▶ _Written exercise_
Copy out exactly every line from the line containing "Where can the total" until the records below end, inclusive of both boundary lines.

[start]

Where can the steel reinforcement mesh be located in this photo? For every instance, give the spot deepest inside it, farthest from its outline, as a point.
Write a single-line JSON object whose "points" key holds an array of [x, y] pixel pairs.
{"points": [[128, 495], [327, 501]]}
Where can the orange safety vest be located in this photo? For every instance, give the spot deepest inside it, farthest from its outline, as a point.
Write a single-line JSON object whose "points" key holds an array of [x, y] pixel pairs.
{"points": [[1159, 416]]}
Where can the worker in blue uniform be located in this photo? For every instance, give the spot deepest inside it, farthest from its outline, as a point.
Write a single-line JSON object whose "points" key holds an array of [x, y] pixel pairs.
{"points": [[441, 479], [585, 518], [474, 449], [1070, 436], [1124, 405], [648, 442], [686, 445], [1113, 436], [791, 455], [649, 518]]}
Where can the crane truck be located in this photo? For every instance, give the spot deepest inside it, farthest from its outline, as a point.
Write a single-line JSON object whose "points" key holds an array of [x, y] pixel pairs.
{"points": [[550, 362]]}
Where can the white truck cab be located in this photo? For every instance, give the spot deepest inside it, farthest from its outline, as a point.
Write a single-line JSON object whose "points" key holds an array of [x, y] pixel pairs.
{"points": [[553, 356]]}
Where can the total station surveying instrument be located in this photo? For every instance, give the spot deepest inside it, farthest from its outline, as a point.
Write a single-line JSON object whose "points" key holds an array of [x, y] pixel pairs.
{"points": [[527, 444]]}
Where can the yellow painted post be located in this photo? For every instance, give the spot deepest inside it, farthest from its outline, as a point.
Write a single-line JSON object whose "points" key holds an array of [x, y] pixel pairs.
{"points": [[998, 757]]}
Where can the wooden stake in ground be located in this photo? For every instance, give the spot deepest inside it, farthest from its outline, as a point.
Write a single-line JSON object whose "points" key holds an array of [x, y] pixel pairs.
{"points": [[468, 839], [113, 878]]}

[end]

▶ _Worked answer_
Where can the total station surveying instrument be located in this photo? For every instance, give the spot deepest inside it, farthest from its outline, as a point.
Write a single-line JSON object whose "points" key holds an array of [x, y] pixel pairs.
{"points": [[527, 444]]}
Where can the yellow painted post be located in this photo? For every instance, give the spot deepest inside it, farthest from its outline, as a point.
Write a single-line JSON object whose "points" key holds an array of [x, y] pixel pairs.
{"points": [[998, 757]]}
Where can the wooden stake in ground be located in this photo? For every instance, give the spot deepest inside it, farthest from its outline, as a point.
Write a single-line JSON object whose "points" key holds an array of [x, y] pixel pairs.
{"points": [[468, 839], [113, 878]]}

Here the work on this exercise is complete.